» **Input records**
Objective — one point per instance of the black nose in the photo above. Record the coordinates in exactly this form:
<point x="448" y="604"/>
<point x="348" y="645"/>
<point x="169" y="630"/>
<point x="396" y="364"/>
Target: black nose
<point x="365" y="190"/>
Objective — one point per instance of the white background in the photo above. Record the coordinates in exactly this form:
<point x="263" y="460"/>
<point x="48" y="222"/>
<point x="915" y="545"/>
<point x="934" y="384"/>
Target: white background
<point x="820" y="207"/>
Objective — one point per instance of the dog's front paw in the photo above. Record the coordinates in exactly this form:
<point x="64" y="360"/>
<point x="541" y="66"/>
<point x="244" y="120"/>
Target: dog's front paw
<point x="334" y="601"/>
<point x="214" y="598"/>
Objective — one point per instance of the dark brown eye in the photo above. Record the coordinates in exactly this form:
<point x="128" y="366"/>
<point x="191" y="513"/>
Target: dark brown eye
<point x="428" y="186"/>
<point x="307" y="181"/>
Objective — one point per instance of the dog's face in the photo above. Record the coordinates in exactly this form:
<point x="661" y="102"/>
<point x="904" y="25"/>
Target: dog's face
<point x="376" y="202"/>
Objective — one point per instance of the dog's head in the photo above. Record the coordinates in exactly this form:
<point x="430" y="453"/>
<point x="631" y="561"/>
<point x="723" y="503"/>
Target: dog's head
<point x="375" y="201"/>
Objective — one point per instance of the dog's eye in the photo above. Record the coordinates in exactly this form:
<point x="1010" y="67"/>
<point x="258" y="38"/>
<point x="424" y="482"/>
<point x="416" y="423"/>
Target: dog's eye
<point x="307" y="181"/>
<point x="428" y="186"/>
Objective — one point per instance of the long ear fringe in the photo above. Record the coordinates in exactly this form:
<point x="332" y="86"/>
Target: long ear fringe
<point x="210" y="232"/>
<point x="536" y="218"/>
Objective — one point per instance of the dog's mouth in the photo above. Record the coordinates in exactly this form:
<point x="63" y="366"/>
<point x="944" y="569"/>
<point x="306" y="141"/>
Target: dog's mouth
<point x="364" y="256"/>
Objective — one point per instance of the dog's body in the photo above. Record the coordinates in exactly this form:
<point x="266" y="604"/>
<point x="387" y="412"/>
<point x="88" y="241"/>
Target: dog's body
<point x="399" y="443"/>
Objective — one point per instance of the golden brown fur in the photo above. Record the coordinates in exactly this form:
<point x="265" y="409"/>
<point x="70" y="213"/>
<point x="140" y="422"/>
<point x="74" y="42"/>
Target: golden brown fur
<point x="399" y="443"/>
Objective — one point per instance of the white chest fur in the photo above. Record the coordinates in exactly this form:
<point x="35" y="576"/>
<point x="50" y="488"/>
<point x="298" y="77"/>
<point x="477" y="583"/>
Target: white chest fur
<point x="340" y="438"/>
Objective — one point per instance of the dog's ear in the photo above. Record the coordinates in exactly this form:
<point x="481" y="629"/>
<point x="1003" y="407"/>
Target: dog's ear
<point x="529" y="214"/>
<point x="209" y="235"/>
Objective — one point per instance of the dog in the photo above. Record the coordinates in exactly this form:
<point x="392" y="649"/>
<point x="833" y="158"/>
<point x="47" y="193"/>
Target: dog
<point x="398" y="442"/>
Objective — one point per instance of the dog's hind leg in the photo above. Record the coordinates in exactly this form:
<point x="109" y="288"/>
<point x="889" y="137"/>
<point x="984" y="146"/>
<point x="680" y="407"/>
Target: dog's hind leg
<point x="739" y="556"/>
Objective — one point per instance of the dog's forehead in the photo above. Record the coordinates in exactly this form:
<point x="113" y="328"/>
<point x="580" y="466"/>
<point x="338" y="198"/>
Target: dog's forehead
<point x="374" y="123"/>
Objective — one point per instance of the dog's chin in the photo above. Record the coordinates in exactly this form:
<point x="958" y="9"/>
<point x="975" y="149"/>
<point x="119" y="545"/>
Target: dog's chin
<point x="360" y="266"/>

» **What to produce**
Take the entries above and repeat them verbatim.

» **Written response**
Objective — one point per instance of the black nose in the photo above. Record the coordinates in exactly this form:
<point x="448" y="604"/>
<point x="348" y="645"/>
<point x="169" y="630"/>
<point x="396" y="364"/>
Target: black nose
<point x="365" y="190"/>
Objective — one point per instance of the white background in the photo above. Record the coordinates in exactly this form:
<point x="263" y="460"/>
<point x="48" y="222"/>
<point x="915" y="545"/>
<point x="934" y="384"/>
Target: white background
<point x="820" y="207"/>
Objective — one point per instance of the dog's front paw in the photo above. Record the coordinates in exactly this form:
<point x="64" y="360"/>
<point x="541" y="66"/>
<point x="244" y="120"/>
Target: dog's front paw
<point x="334" y="601"/>
<point x="214" y="598"/>
Objective — one point per instance of the dark brown eye in the photo above. Record the coordinates in exactly this form:
<point x="128" y="366"/>
<point x="191" y="513"/>
Target: dark brown eye
<point x="428" y="186"/>
<point x="307" y="181"/>
Objective — one point per instance of the dog's face in the photo above. Record the coordinates in exactly this form:
<point x="661" y="102"/>
<point x="904" y="25"/>
Target: dog's face
<point x="376" y="202"/>
Objective — one point per instance of the dog's head in the photo above. Record the coordinates in exactly this form:
<point x="430" y="453"/>
<point x="631" y="561"/>
<point x="723" y="503"/>
Target: dog's head
<point x="375" y="201"/>
Objective — one point per instance of the dog's eye in the photo above. Record the coordinates in exactly this form:
<point x="1010" y="67"/>
<point x="258" y="38"/>
<point x="424" y="482"/>
<point x="416" y="423"/>
Target: dog's eye
<point x="307" y="181"/>
<point x="428" y="186"/>
Objective — one point per instance of the long ear fringe in the photo above. Record the coordinates in exactly this form:
<point x="332" y="86"/>
Target: long ear fringe
<point x="210" y="232"/>
<point x="536" y="218"/>
Objective — one point per instance of the dog's mouth in the photo above. Record the coordinates in exactly this form:
<point x="63" y="366"/>
<point x="944" y="569"/>
<point x="306" y="141"/>
Target: dog's mouth
<point x="364" y="256"/>
Objective — one point per instance of the dog's body in the photo above. Record the coordinates in exactly this form:
<point x="266" y="604"/>
<point x="387" y="412"/>
<point x="88" y="241"/>
Target: dog's body
<point x="399" y="443"/>
Objective — one point per instance of the golden brown fur in the photo above. Record the coordinates in exactly this form:
<point x="265" y="409"/>
<point x="70" y="213"/>
<point x="140" y="422"/>
<point x="74" y="42"/>
Target: golden brown fur
<point x="399" y="443"/>
Objective — one point per instance of the white chest fur in the photo above. Record the coordinates in exactly this form:
<point x="35" y="576"/>
<point x="50" y="488"/>
<point x="298" y="77"/>
<point x="477" y="583"/>
Target: white chest fur
<point x="340" y="438"/>
Objective — one point per instance of the dog's ear in the photo above. Record the coordinates in exactly this form:
<point x="481" y="629"/>
<point x="1003" y="407"/>
Target: dog's ear
<point x="529" y="214"/>
<point x="209" y="235"/>
Objective — one point per instance of the dog in the photo above. Record the coordinates in exactly this form:
<point x="392" y="649"/>
<point x="833" y="158"/>
<point x="47" y="193"/>
Target: dog
<point x="398" y="442"/>
Objective — one point per instance of the dog's hind leg in the photo above. Record the coordinates in exactly this form:
<point x="109" y="288"/>
<point x="889" y="137"/>
<point x="984" y="146"/>
<point x="680" y="407"/>
Target: dog's hind leg
<point x="739" y="556"/>
Objective — one point per instance of the dog's forehead in the photo above. Record the coordinates in exactly this form:
<point x="113" y="328"/>
<point x="580" y="466"/>
<point x="338" y="198"/>
Target: dog's forehead
<point x="374" y="123"/>
Objective — one point per instance of the dog's chin in the photo above. Record the coordinates in exactly this form:
<point x="958" y="9"/>
<point x="975" y="149"/>
<point x="119" y="545"/>
Target: dog's chin
<point x="360" y="266"/>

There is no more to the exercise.